* [WHAT IS EXPECTED]: Your answer should be the data below, reproduced with nothing changed.

* [DATA TO PROCESS]:
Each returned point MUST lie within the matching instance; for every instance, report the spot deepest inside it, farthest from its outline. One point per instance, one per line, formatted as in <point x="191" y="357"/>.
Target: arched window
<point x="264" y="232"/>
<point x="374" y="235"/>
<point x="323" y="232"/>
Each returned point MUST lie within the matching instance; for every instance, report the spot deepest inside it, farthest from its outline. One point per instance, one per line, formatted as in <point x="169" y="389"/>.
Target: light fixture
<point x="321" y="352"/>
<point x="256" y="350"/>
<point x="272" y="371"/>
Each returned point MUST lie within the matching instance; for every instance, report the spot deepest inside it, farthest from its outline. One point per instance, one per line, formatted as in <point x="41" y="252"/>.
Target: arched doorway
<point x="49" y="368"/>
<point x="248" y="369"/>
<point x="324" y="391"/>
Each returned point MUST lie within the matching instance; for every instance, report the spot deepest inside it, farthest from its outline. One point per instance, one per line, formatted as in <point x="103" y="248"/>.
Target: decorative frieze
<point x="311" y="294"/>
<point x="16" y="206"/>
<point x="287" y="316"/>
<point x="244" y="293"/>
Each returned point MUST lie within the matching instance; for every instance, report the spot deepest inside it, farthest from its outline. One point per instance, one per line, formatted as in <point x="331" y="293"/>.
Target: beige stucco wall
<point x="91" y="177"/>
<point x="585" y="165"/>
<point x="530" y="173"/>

* [ANSWER TO THE PROBLEM]:
Each returned point MUST lie within the matching instance; for every instance, report the spot deepest inside it, farthest from its outline. One point per instance, one per line, formatted as in <point x="191" y="357"/>.
Target: arched window
<point x="264" y="232"/>
<point x="374" y="235"/>
<point x="323" y="232"/>
Each returned point MUST lie within the matching instance; for every instance, report the spot deepest inside it, farthest from its outline. One point per instance, one per line, formatted as in <point x="169" y="389"/>.
Target: light fixture
<point x="321" y="352"/>
<point x="256" y="350"/>
<point x="272" y="371"/>
Each returned point MUST lie within the matching instance; for every instance, report the spot deepest inside it, farthest from its outline. One point per instance, one per line, formatted as in <point x="41" y="252"/>.
Target: arched doorway
<point x="49" y="368"/>
<point x="248" y="369"/>
<point x="324" y="391"/>
Each returned point MUST lie within the matching instance; for every instance, report the spot deepest inside it, farthest from its outline. One point per instance, one per line, formatted as in <point x="103" y="248"/>.
Target: decorative frieze
<point x="311" y="294"/>
<point x="16" y="206"/>
<point x="287" y="316"/>
<point x="244" y="293"/>
Each returned point MUST lie within the matching instance; for every instance, report the spot deepest inside it, farthest from its outline. One point per instance, one per line, formatted as in <point x="331" y="293"/>.
Target: beige stucco wall
<point x="91" y="177"/>
<point x="585" y="165"/>
<point x="530" y="173"/>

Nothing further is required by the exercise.